[Start of Records shown]
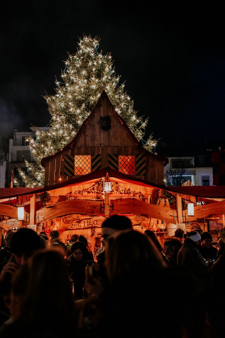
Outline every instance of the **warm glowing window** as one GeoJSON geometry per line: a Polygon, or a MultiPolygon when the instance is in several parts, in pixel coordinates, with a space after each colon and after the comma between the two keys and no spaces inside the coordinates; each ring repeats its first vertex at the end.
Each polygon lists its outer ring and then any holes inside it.
{"type": "Polygon", "coordinates": [[[134,156],[119,155],[119,171],[127,175],[135,175],[134,156]]]}
{"type": "Polygon", "coordinates": [[[90,155],[77,155],[74,156],[74,175],[85,175],[91,171],[90,155]]]}

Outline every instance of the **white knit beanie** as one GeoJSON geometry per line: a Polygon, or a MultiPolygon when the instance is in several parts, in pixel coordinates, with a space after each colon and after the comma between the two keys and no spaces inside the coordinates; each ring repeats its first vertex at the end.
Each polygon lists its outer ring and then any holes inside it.
{"type": "Polygon", "coordinates": [[[201,241],[201,236],[197,231],[192,231],[191,232],[192,233],[195,233],[194,234],[190,236],[189,236],[188,234],[187,234],[187,238],[190,238],[193,242],[198,242],[198,241],[201,241]]]}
[End of Records shown]
Given problem ▸ Reproduce all of the data above word for word, leaving out the pictures.

Exercise output ▸
Outline every instance of the **warm glowing window** as one GeoJSON geometry per line: a Polygon, or a MultiPolygon when the instance is in several parts, in pixel coordinates, with a space after each colon and after the comma between the two keys and no spaces inside the coordinates; each ring repeats its first vertex at the end.
Each polygon lists its outer ring and then any holes inside it.
{"type": "Polygon", "coordinates": [[[134,156],[119,155],[119,171],[127,175],[135,175],[134,156]]]}
{"type": "Polygon", "coordinates": [[[90,155],[77,155],[74,156],[74,175],[85,175],[91,171],[90,155]]]}

Outline every instance of the **white knit beanie** as one GeoJSON geometry per line: a Polygon, or a MultiPolygon when the instance is in several parts, in pixel coordinates, with a space after each colon and after the comma between the two keys and no spaces inside the coordinates; each ring repeats its first vertex at the end.
Each polygon lists its outer ring and then any holes inside it.
{"type": "Polygon", "coordinates": [[[201,241],[201,236],[197,231],[192,231],[191,232],[192,233],[195,233],[194,234],[190,236],[189,236],[188,234],[187,234],[187,238],[190,238],[193,242],[198,242],[198,241],[201,241]]]}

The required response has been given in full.